◆ **Exercise goal**
Within the entries below, find the lines that hold "striped" and report only how many there are.

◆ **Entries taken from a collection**
*** Block opens ***

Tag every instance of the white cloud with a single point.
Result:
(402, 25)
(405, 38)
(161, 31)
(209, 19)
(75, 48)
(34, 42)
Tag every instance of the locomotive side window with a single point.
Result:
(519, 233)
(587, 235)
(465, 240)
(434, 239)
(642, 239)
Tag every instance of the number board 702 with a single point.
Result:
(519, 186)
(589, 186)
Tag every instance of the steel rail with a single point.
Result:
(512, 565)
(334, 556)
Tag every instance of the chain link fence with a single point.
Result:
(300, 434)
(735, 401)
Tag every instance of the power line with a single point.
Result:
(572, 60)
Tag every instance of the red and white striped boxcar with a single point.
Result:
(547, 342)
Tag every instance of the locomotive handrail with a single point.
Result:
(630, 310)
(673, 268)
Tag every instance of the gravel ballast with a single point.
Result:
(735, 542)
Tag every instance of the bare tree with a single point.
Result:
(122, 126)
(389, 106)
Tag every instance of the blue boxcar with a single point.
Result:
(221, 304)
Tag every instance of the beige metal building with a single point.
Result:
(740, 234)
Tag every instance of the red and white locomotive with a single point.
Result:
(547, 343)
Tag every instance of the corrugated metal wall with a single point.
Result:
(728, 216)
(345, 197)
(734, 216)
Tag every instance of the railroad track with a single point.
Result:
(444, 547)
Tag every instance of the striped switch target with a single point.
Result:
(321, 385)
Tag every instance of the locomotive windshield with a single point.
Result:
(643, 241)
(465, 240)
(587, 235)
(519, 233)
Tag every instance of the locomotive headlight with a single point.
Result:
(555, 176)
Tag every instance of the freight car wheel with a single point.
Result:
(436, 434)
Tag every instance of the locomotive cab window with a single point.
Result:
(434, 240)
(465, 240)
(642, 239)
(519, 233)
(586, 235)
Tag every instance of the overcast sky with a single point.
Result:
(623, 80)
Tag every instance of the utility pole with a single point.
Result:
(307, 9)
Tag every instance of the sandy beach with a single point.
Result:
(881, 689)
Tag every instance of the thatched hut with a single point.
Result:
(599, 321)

*** Block closes ***

◆ **Answer below**
2